AIM OF THE TASK:
Pull out each line below that contains the string "asphalt", matching case exactly.

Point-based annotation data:
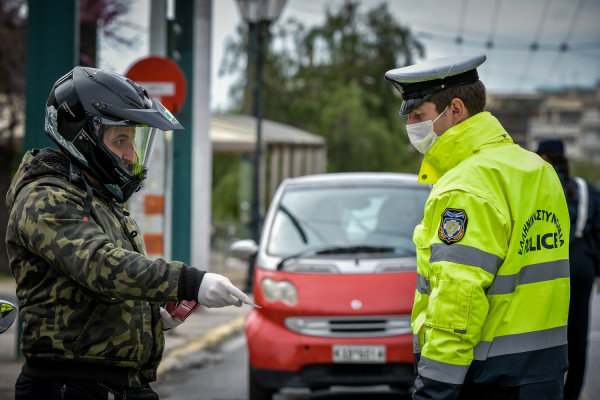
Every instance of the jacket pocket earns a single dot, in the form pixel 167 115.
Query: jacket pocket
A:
pixel 449 305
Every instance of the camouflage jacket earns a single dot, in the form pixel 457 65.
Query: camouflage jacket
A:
pixel 87 293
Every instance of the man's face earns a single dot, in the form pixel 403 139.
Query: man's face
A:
pixel 427 112
pixel 119 140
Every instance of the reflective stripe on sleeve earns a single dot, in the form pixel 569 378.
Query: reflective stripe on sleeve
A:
pixel 423 285
pixel 466 255
pixel 442 372
pixel 504 284
pixel 521 342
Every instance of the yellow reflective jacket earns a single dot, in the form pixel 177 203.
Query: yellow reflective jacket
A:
pixel 492 292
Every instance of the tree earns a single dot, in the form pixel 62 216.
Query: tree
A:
pixel 331 78
pixel 13 29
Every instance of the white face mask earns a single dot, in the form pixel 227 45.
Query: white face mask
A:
pixel 421 134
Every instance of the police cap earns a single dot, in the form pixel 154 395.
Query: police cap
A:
pixel 418 82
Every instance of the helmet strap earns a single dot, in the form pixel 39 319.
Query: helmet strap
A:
pixel 76 176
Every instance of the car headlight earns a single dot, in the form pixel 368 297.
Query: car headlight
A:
pixel 283 291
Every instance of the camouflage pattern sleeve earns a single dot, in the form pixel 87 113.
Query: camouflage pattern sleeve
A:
pixel 103 253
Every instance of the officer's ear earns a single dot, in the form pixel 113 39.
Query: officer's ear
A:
pixel 458 111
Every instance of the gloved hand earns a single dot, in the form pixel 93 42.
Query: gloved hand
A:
pixel 217 291
pixel 168 321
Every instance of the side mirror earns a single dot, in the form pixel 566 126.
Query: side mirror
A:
pixel 244 249
pixel 8 313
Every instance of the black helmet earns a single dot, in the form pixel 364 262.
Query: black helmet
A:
pixel 106 123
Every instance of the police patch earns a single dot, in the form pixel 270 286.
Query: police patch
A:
pixel 453 225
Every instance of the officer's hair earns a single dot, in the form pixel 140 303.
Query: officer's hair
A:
pixel 471 94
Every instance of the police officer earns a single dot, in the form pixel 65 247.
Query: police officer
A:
pixel 88 296
pixel 583 201
pixel 490 312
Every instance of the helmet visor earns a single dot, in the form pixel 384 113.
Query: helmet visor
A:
pixel 132 146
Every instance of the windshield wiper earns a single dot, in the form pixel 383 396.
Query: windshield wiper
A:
pixel 336 250
pixel 295 223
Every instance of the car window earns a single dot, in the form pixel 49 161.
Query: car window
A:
pixel 308 218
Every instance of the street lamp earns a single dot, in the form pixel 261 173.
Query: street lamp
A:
pixel 258 14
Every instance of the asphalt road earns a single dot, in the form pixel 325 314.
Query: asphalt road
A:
pixel 222 374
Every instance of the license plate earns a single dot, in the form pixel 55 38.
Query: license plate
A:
pixel 358 354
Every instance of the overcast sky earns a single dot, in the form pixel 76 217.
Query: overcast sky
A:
pixel 512 27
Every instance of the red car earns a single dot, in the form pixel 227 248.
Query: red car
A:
pixel 335 275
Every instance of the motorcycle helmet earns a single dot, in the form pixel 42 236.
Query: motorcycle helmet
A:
pixel 106 124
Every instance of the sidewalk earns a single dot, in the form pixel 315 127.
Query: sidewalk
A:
pixel 183 345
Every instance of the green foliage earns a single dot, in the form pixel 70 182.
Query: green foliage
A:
pixel 329 80
pixel 225 185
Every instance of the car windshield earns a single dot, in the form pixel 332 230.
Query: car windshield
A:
pixel 366 219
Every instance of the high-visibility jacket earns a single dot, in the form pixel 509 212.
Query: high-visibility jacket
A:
pixel 492 294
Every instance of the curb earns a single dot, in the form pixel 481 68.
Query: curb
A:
pixel 174 358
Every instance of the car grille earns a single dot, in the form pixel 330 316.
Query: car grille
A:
pixel 367 326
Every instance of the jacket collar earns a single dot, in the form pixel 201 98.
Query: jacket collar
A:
pixel 459 142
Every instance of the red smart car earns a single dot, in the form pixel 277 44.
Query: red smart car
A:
pixel 335 275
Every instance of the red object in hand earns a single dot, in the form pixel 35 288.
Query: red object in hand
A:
pixel 183 309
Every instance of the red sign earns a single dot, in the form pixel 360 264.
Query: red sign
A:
pixel 162 78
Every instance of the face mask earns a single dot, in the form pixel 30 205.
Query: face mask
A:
pixel 421 134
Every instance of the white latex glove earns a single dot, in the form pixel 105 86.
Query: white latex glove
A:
pixel 218 291
pixel 168 321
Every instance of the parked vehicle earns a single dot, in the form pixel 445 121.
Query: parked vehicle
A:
pixel 335 275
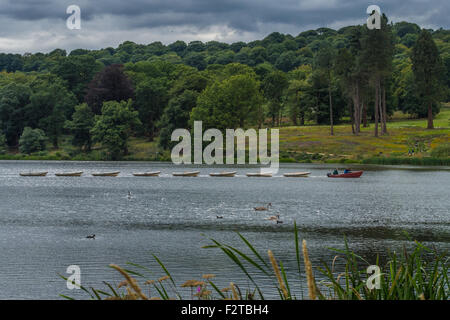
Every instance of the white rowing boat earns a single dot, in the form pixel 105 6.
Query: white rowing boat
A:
pixel 147 174
pixel 33 174
pixel 223 174
pixel 106 174
pixel 297 174
pixel 69 174
pixel 267 175
pixel 186 174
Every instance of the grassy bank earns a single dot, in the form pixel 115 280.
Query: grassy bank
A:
pixel 310 143
pixel 417 274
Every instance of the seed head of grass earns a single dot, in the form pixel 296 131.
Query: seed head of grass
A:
pixel 278 274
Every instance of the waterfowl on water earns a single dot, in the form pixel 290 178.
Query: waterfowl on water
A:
pixel 263 208
pixel 274 218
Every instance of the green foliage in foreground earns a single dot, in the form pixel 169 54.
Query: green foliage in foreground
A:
pixel 420 274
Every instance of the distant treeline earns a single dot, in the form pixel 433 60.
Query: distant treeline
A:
pixel 320 76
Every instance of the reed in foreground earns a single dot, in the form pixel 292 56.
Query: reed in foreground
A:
pixel 420 274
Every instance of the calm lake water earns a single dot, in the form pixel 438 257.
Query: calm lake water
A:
pixel 44 220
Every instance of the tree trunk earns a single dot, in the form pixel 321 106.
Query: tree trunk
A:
pixel 357 109
pixel 430 116
pixel 331 111
pixel 352 117
pixel 383 102
pixel 364 115
pixel 380 108
pixel 376 106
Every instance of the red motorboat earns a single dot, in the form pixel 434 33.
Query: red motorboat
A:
pixel 351 174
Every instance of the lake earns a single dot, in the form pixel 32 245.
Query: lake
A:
pixel 44 221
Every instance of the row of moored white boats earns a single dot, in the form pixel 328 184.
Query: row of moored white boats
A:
pixel 157 173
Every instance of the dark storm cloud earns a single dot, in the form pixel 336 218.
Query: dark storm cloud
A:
pixel 223 20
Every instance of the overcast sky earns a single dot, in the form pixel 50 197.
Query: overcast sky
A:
pixel 40 25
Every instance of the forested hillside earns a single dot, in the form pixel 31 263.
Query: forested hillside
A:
pixel 100 99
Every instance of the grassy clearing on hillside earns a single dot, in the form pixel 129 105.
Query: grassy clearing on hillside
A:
pixel 403 135
pixel 310 143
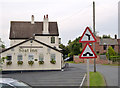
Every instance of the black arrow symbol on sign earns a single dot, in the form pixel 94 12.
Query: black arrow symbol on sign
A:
pixel 88 36
pixel 87 53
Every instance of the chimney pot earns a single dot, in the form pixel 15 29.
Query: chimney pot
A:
pixel 32 19
pixel 44 16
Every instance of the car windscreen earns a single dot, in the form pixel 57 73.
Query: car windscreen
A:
pixel 19 84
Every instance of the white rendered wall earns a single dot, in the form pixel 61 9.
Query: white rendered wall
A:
pixel 46 66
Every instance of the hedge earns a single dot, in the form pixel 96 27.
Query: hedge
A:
pixel 115 58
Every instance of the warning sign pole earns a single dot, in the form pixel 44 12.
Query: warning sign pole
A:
pixel 88 73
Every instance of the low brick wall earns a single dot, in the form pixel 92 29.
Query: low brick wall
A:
pixel 91 61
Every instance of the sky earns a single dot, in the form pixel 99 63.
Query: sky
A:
pixel 72 16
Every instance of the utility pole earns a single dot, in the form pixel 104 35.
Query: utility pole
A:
pixel 94 34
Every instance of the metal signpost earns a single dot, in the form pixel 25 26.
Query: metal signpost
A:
pixel 87 52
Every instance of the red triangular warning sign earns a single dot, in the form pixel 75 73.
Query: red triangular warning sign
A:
pixel 87 36
pixel 88 52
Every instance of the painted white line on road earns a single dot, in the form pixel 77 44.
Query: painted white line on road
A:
pixel 83 80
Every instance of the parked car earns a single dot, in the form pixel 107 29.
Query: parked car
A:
pixel 12 83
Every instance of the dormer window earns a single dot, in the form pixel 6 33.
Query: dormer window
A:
pixel 52 39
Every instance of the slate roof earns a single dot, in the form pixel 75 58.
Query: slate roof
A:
pixel 108 41
pixel 25 30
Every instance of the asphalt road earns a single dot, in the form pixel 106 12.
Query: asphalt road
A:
pixel 110 73
pixel 72 76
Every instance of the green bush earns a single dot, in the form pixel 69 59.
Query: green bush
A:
pixel 115 58
pixel 53 61
pixel 31 62
pixel 20 62
pixel 35 59
pixel 9 62
pixel 41 62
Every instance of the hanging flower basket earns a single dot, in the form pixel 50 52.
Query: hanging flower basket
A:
pixel 31 62
pixel 53 61
pixel 41 62
pixel 20 62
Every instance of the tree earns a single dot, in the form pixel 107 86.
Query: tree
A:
pixel 2 44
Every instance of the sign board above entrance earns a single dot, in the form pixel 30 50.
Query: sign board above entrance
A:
pixel 88 52
pixel 87 36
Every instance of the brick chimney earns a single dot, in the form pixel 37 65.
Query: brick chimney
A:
pixel 45 24
pixel 32 19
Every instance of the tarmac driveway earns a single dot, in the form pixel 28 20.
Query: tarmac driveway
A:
pixel 72 76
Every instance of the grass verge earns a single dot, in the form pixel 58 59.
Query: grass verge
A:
pixel 96 79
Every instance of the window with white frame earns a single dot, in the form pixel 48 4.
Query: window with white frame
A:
pixel 41 57
pixel 53 57
pixel 9 57
pixel 30 57
pixel 19 57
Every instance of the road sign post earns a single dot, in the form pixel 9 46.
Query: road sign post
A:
pixel 88 73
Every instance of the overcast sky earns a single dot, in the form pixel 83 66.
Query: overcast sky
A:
pixel 73 16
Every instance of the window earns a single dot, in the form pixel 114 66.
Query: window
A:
pixel 105 47
pixel 53 57
pixel 113 46
pixel 52 39
pixel 41 57
pixel 9 58
pixel 59 40
pixel 30 57
pixel 19 57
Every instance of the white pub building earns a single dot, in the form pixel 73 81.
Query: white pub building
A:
pixel 33 46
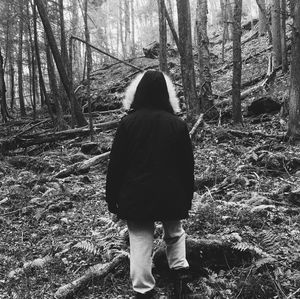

COMPLETED EXERCISE:
Every instance of the asphalt road earns a single dot, in the form pixel 325 314.
Query: asphalt road
Every instance of the asphalt road earns a single dot, in the form pixel 106 12.
Query: asphalt road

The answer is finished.